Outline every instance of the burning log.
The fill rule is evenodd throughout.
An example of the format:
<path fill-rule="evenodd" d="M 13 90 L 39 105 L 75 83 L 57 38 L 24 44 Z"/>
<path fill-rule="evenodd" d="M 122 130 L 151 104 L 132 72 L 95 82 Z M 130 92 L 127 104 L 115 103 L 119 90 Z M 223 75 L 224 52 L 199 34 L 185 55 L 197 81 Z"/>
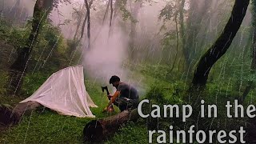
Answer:
<path fill-rule="evenodd" d="M 83 130 L 84 141 L 101 142 L 113 135 L 122 124 L 136 121 L 139 118 L 137 109 L 122 113 L 103 119 L 93 120 Z"/>

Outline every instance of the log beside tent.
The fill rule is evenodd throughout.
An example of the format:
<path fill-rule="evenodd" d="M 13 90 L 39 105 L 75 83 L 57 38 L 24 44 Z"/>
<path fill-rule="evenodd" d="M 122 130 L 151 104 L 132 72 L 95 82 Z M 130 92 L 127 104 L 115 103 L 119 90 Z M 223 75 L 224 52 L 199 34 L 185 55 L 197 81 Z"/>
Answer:
<path fill-rule="evenodd" d="M 124 110 L 122 113 L 103 119 L 92 120 L 83 130 L 84 142 L 102 142 L 113 135 L 122 124 L 136 121 L 139 118 L 137 109 Z"/>
<path fill-rule="evenodd" d="M 17 124 L 25 114 L 30 114 L 41 105 L 36 102 L 18 103 L 14 109 L 0 106 L 0 125 Z"/>

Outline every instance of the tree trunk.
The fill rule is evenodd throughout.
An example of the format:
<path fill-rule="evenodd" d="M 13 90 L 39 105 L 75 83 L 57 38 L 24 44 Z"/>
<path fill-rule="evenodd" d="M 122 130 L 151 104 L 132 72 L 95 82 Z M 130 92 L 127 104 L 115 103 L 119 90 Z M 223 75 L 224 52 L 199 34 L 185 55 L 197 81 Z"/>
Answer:
<path fill-rule="evenodd" d="M 86 3 L 86 7 L 87 10 L 86 12 L 86 16 L 87 16 L 87 37 L 88 37 L 88 45 L 87 45 L 87 49 L 90 50 L 90 6 L 93 3 L 93 0 L 90 1 L 90 6 L 88 4 L 88 1 L 85 0 L 85 3 Z"/>
<path fill-rule="evenodd" d="M 252 60 L 250 63 L 250 73 L 255 74 L 256 72 L 256 1 L 252 2 L 252 29 L 253 29 L 253 43 L 251 46 L 252 52 Z M 255 88 L 255 83 L 253 81 L 249 81 L 248 84 L 243 92 L 242 97 L 240 98 L 241 103 L 244 102 L 246 96 L 250 93 L 250 90 Z"/>
<path fill-rule="evenodd" d="M 87 123 L 83 130 L 85 142 L 102 142 L 118 130 L 120 126 L 129 121 L 136 121 L 139 118 L 137 109 L 106 118 L 93 120 Z"/>
<path fill-rule="evenodd" d="M 132 3 L 132 1 L 130 1 L 130 5 Z M 136 39 L 136 26 L 137 26 L 137 19 L 138 19 L 138 11 L 141 9 L 142 5 L 142 0 L 137 0 L 134 2 L 134 7 L 130 7 L 131 11 L 131 19 L 130 19 L 130 40 L 129 40 L 129 46 L 130 46 L 130 59 L 134 60 L 135 58 L 135 53 L 134 53 L 134 40 Z"/>
<path fill-rule="evenodd" d="M 34 8 L 32 30 L 29 38 L 26 41 L 26 46 L 22 48 L 22 52 L 18 54 L 17 59 L 11 65 L 9 70 L 10 78 L 10 92 L 18 93 L 23 77 L 27 70 L 27 64 L 30 60 L 30 55 L 36 43 L 42 26 L 47 18 L 47 16 L 53 7 L 53 0 L 37 0 Z"/>
<path fill-rule="evenodd" d="M 190 8 L 189 10 L 189 18 L 187 21 L 187 36 L 186 37 L 184 57 L 186 61 L 186 71 L 191 73 L 191 68 L 194 66 L 194 59 L 196 54 L 196 47 L 198 46 L 198 36 L 202 27 L 202 21 L 210 8 L 212 1 L 204 0 L 202 6 L 199 0 L 190 0 Z"/>
<path fill-rule="evenodd" d="M 236 0 L 231 16 L 224 30 L 198 63 L 192 81 L 193 86 L 204 86 L 214 64 L 226 53 L 246 15 L 250 0 Z"/>

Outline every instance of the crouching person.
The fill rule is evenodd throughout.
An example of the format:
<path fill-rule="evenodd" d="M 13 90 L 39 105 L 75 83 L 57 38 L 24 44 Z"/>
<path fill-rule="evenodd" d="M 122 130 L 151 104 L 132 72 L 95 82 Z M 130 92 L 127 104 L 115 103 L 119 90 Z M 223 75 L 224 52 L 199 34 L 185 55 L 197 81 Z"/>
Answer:
<path fill-rule="evenodd" d="M 138 90 L 134 87 L 120 82 L 119 77 L 116 75 L 110 78 L 110 84 L 112 84 L 117 90 L 114 95 L 108 96 L 110 100 L 104 109 L 104 111 L 112 109 L 112 104 L 117 106 L 121 111 L 137 108 L 139 102 L 139 98 Z"/>

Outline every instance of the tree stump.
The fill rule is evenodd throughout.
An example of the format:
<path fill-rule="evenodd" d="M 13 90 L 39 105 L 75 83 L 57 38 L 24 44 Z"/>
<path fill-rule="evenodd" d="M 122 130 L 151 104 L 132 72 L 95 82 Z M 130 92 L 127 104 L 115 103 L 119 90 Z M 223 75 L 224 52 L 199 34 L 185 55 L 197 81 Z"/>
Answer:
<path fill-rule="evenodd" d="M 137 109 L 122 113 L 103 119 L 92 120 L 83 130 L 84 142 L 102 142 L 118 130 L 122 124 L 136 121 L 139 118 Z"/>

:::

課題の目的 - 上のエントリをすべて、「Outline every instance of」を「Trace each」に変えて書き直してください。画像は答えから省き、それ以外は一切変えない。

課題の解答 -
Trace each the burning log.
The fill rule is evenodd throughout.
An example of the format:
<path fill-rule="evenodd" d="M 13 90 L 39 105 L 75 83 L 57 38 L 24 44 Z"/>
<path fill-rule="evenodd" d="M 122 130 L 151 104 L 132 72 L 95 82 Z M 130 92 L 127 104 L 115 103 L 119 90 Z M 223 75 L 224 52 L 199 34 L 185 55 L 197 81 Z"/>
Answer:
<path fill-rule="evenodd" d="M 83 130 L 84 141 L 101 142 L 113 135 L 122 124 L 136 121 L 139 118 L 137 109 L 122 113 L 103 119 L 93 120 Z"/>

Trace each the log beside tent.
The fill rule is evenodd throughout.
An example of the format:
<path fill-rule="evenodd" d="M 13 90 L 39 105 L 75 83 L 57 38 L 24 44 Z"/>
<path fill-rule="evenodd" d="M 122 130 L 151 104 L 132 72 L 95 82 Z M 130 92 L 127 104 L 115 103 L 119 90 Z M 223 75 L 224 52 L 199 34 L 185 55 L 197 81 Z"/>
Answer:
<path fill-rule="evenodd" d="M 124 110 L 122 113 L 103 119 L 92 120 L 83 130 L 84 142 L 102 142 L 113 135 L 122 124 L 136 121 L 139 118 L 137 109 Z"/>
<path fill-rule="evenodd" d="M 17 124 L 25 114 L 30 114 L 41 105 L 36 102 L 18 103 L 14 109 L 0 106 L 0 125 Z"/>

Trace each the tree trunk.
The fill rule is evenodd throughout.
An example of the format:
<path fill-rule="evenodd" d="M 13 90 L 39 105 L 75 83 L 57 38 L 24 44 Z"/>
<path fill-rule="evenodd" d="M 122 130 L 151 104 L 132 72 L 95 82 Z M 130 92 L 127 104 L 115 103 L 119 90 Z M 223 75 L 224 52 L 199 34 L 185 55 L 197 81 Z"/>
Answer:
<path fill-rule="evenodd" d="M 86 3 L 86 7 L 87 10 L 86 12 L 86 16 L 87 16 L 87 37 L 88 37 L 88 45 L 87 45 L 87 49 L 90 50 L 90 6 L 93 3 L 93 0 L 90 1 L 90 6 L 88 4 L 88 1 L 85 0 L 85 3 Z"/>
<path fill-rule="evenodd" d="M 252 60 L 250 63 L 250 73 L 255 74 L 256 72 L 256 1 L 252 2 L 252 29 L 253 29 L 253 43 L 251 46 L 252 52 Z M 255 88 L 255 83 L 253 81 L 249 81 L 248 84 L 243 92 L 242 97 L 240 98 L 241 103 L 244 102 L 246 96 L 250 93 L 250 90 Z"/>
<path fill-rule="evenodd" d="M 87 123 L 83 130 L 85 142 L 102 142 L 118 130 L 120 126 L 129 121 L 136 121 L 139 118 L 137 109 L 106 118 L 93 120 Z"/>
<path fill-rule="evenodd" d="M 132 3 L 132 1 L 130 1 L 130 5 Z M 136 39 L 136 26 L 137 26 L 137 19 L 138 19 L 138 11 L 141 9 L 142 5 L 142 0 L 137 0 L 134 2 L 134 7 L 130 7 L 131 11 L 131 19 L 130 19 L 130 40 L 129 40 L 129 46 L 130 46 L 130 59 L 134 60 L 135 58 L 135 53 L 134 53 L 134 40 Z"/>
<path fill-rule="evenodd" d="M 34 8 L 32 30 L 29 38 L 26 41 L 26 46 L 22 48 L 22 52 L 18 54 L 17 59 L 11 65 L 9 70 L 10 78 L 10 92 L 18 93 L 23 77 L 27 70 L 27 64 L 30 60 L 30 55 L 36 43 L 42 26 L 47 18 L 47 16 L 53 7 L 53 0 L 37 0 Z"/>
<path fill-rule="evenodd" d="M 190 8 L 189 10 L 189 18 L 187 21 L 187 36 L 186 37 L 184 57 L 186 61 L 186 71 L 191 73 L 191 68 L 194 66 L 194 59 L 196 54 L 196 47 L 198 46 L 198 36 L 202 27 L 202 21 L 210 8 L 212 1 L 204 0 L 202 6 L 199 0 L 190 0 Z"/>
<path fill-rule="evenodd" d="M 236 0 L 231 16 L 224 30 L 198 63 L 192 81 L 193 86 L 204 86 L 214 64 L 226 53 L 246 15 L 250 0 Z"/>

Trace each the crouching person.
The fill rule is evenodd throughout.
An example of the format:
<path fill-rule="evenodd" d="M 13 90 L 39 105 L 75 83 L 57 38 L 24 44 Z"/>
<path fill-rule="evenodd" d="M 122 130 L 151 104 L 132 72 L 95 82 Z M 130 92 L 127 104 L 115 103 L 119 90 Z M 223 75 L 224 52 L 199 34 L 185 55 L 197 81 Z"/>
Answer:
<path fill-rule="evenodd" d="M 138 90 L 134 87 L 120 82 L 119 77 L 116 75 L 110 78 L 110 84 L 112 84 L 117 90 L 114 95 L 108 96 L 110 100 L 104 109 L 104 111 L 112 109 L 112 104 L 117 106 L 121 111 L 137 108 L 139 102 L 139 98 Z"/>

Trace each the tree stump.
The fill rule is evenodd throughout.
An example of the format:
<path fill-rule="evenodd" d="M 13 90 L 39 105 L 75 83 L 57 38 L 24 44 Z"/>
<path fill-rule="evenodd" d="M 122 130 L 151 104 L 132 72 L 95 82 Z M 130 92 L 127 104 L 115 103 L 119 90 Z M 223 75 L 224 52 L 199 34 L 185 55 L 197 81 Z"/>
Answer:
<path fill-rule="evenodd" d="M 137 109 L 122 113 L 103 119 L 92 120 L 83 130 L 84 142 L 102 142 L 118 130 L 122 124 L 136 121 L 139 118 Z"/>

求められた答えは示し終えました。